*** EXCERPT PROVIDED Section Begins ***
As of end 2020, market cap to GDP for Croatia stood at 39%, while for Slovenia it stood at 15.1%.
We made a brief analysis of the total market capitalization of listed companies as a % of GDP for Croatia & Slovenia. The historic GDP data was taken from the Croatian bureau of statistics and Statistical Office of the Republic of Slovenia latest available publications. Market caps were taken from the statistics published by regional stock exchanges.
The market cap to GDP ratio, or the Buffet Indicator as it is sometimes referred to, since it was popularized by the famous investor Warren Buffet, compares the market capitalization of all publicly traded stocks on a single market with the country’s GDP. It was one of the indicators of the approaching storm and later the crises in 2008, which severely damaged the equity markets. As Buffett said, “The ratio has certain limitations in telling you what you need to know. Still, it is probably the best single measure of where valuations stand at any given moment”. Therefore, the metric is often used to determine whether the stock is over or undervalued.
Highest ratio can be seen in 2007 right before the housing crisis. However, after the financial crisis struck, one can notice that the ratio declined substantially as we were witnessing a lot of companies initiating squeeze out and delisting procedures. Since than, market cap to GDP never reached such high levels both in Croatia and in Slovenia. With the recent GDP announcement, it is worth revisiting Buffet’s indicator to see how the pandemic changed the ratio in both Croatia and Slovenia.
Croatia’s Market Cap / GDP
By the end 2020, the equity market cap of ZSE dropped by 7.2%, to HRK 137.4bn. Meanwhile, 2020 also brought about the deepest economic contraction in Croatia since 2009, with GDP decreasing by 8.4% YoY. As a result, as of end 2020 market cap to GDP slightly increased to 38.98%. However, if we were to look at free float market cap to GDP we would observe a relatively low ratio of 15.7%.
Slovenia was relatively less affected by the pandemic Covid-19 with the economy contracting by 5.5% in 2020. Meanwhile, Slovenian blue chips showed strong resilience to the pandemic with the equity market cap of LJSE decreasing by only 2.1%. Consequently, market cap to GDP as of end 2020 stood at a very low 15.1%.
Although one should never look at a single parameter when determining whether a market is under or overvalued, it seems that the according to Buffet’s indicator both countries might have plenty of room for growth in equities.
*** EXCERPT PROVIDED Section Ends ***
*** RAW DATA Section Begins ***
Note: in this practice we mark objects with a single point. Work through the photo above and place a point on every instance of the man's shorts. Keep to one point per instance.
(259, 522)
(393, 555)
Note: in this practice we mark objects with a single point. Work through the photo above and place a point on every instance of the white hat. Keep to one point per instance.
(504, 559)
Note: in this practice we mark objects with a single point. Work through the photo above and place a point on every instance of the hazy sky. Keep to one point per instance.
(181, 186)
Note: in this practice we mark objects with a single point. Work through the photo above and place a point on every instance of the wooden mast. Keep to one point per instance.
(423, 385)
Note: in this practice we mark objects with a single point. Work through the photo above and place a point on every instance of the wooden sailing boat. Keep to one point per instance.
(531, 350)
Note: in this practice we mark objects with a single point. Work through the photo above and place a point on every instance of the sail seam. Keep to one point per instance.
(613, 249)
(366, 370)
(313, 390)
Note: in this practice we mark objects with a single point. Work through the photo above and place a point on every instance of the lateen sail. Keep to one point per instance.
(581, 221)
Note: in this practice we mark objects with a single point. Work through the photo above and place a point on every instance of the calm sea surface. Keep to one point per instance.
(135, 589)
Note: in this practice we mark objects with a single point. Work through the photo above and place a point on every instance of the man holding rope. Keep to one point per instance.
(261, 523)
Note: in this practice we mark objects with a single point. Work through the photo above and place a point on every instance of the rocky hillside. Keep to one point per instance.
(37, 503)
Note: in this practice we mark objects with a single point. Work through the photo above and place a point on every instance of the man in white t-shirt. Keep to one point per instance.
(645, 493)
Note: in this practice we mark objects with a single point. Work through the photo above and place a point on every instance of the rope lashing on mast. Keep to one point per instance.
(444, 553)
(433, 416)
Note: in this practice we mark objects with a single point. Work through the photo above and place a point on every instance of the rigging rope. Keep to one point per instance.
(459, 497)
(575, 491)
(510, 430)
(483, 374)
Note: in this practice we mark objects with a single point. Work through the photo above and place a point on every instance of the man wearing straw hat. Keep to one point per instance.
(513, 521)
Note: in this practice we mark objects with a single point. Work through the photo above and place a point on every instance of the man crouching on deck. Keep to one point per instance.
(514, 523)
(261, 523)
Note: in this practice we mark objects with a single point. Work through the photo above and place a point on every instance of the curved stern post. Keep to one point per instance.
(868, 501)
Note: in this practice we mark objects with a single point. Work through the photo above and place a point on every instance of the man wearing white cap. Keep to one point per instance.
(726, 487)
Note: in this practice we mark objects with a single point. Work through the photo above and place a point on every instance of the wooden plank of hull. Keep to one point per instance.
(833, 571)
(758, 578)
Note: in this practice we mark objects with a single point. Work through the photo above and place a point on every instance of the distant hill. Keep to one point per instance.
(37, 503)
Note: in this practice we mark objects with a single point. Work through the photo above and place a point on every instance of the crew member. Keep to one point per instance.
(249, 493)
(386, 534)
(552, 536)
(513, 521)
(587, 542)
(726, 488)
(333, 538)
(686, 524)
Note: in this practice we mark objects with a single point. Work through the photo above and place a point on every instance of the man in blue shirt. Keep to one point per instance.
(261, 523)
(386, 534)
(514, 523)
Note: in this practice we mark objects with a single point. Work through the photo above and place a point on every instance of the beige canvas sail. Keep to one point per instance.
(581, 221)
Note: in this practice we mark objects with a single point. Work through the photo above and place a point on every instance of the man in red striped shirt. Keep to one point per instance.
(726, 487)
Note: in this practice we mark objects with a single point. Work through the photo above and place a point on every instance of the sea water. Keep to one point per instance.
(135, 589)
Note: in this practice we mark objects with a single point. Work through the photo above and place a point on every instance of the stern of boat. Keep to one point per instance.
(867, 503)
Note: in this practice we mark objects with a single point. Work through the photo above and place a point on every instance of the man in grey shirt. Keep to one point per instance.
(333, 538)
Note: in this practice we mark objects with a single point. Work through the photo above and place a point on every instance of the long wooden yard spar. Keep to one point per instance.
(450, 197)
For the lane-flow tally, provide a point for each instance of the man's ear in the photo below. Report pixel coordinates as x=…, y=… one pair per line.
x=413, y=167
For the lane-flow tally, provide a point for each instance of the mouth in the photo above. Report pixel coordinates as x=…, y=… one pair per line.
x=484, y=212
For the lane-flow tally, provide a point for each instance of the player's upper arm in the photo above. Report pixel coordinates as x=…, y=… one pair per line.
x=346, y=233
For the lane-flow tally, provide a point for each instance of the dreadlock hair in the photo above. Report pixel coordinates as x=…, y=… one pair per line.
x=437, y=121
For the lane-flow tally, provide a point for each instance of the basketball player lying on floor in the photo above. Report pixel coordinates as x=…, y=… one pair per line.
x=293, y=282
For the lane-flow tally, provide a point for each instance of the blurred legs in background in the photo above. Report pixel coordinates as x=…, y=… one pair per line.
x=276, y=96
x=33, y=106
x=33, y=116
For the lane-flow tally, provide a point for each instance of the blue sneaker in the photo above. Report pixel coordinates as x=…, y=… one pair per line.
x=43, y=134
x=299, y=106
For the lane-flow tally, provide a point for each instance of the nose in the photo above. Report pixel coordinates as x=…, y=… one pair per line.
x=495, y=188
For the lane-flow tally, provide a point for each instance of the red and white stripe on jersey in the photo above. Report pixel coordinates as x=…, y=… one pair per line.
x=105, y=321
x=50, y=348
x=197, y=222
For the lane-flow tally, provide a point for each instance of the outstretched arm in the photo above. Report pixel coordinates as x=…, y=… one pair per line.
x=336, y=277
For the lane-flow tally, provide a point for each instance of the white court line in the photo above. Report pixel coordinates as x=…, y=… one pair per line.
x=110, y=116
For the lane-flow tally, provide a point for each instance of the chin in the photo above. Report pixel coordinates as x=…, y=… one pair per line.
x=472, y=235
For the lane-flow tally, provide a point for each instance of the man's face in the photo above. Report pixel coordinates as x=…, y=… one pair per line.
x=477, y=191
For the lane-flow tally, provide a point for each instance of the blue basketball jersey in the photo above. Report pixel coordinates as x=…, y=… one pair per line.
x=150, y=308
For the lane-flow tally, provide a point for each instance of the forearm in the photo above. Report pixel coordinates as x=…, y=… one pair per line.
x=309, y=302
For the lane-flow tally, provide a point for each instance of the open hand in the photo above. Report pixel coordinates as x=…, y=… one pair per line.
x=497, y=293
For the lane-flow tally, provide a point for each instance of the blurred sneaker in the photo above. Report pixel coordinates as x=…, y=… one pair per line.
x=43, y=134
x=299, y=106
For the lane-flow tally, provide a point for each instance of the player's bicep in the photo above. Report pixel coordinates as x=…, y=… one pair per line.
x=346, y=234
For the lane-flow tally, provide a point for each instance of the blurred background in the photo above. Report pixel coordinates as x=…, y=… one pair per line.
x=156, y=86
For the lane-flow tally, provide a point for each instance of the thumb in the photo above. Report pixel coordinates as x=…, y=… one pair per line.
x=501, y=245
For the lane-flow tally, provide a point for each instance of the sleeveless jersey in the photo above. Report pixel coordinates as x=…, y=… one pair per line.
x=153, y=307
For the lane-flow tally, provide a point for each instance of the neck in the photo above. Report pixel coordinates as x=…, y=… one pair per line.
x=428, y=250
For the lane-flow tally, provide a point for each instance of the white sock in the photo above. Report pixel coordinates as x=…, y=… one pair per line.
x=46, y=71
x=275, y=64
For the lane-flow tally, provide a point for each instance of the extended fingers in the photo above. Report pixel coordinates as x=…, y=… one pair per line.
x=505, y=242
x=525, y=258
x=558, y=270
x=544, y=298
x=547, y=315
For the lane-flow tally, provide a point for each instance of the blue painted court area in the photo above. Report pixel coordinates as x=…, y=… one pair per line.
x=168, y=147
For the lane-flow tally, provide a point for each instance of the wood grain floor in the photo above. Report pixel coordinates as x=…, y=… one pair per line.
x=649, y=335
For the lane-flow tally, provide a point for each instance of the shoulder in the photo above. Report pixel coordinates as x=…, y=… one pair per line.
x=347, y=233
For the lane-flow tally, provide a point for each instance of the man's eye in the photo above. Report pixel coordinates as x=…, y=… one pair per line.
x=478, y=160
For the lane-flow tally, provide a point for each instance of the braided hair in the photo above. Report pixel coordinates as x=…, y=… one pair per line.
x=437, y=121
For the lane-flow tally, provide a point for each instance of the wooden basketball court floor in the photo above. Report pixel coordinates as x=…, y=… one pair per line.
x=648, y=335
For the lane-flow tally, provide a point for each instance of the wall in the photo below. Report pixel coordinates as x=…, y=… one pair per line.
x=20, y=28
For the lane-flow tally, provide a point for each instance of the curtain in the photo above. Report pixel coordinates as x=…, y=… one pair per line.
*** RAW DATA Section Ends ***
> PROBLEM: Revise the market cap to GDP text starting at "As of end 2020, market" and ending at "regional stock exchanges.", changing "historic" to "historical". Work only from the market cap to GDP text.

> SOLUTION FOR THIS TASK:
As of end 2020, market cap to GDP for Croatia stood at 39%, while for Slovenia it stood at 15.1%.
We made a brief analysis of the total market capitalization of listed companies as a % of GDP for Croatia & Slovenia. The historical GDP data was taken from the Croatian bureau of statistics and Statistical Office of the Republic of Slovenia latest available publications. Market caps were taken from the statistics published by regional stock exchanges.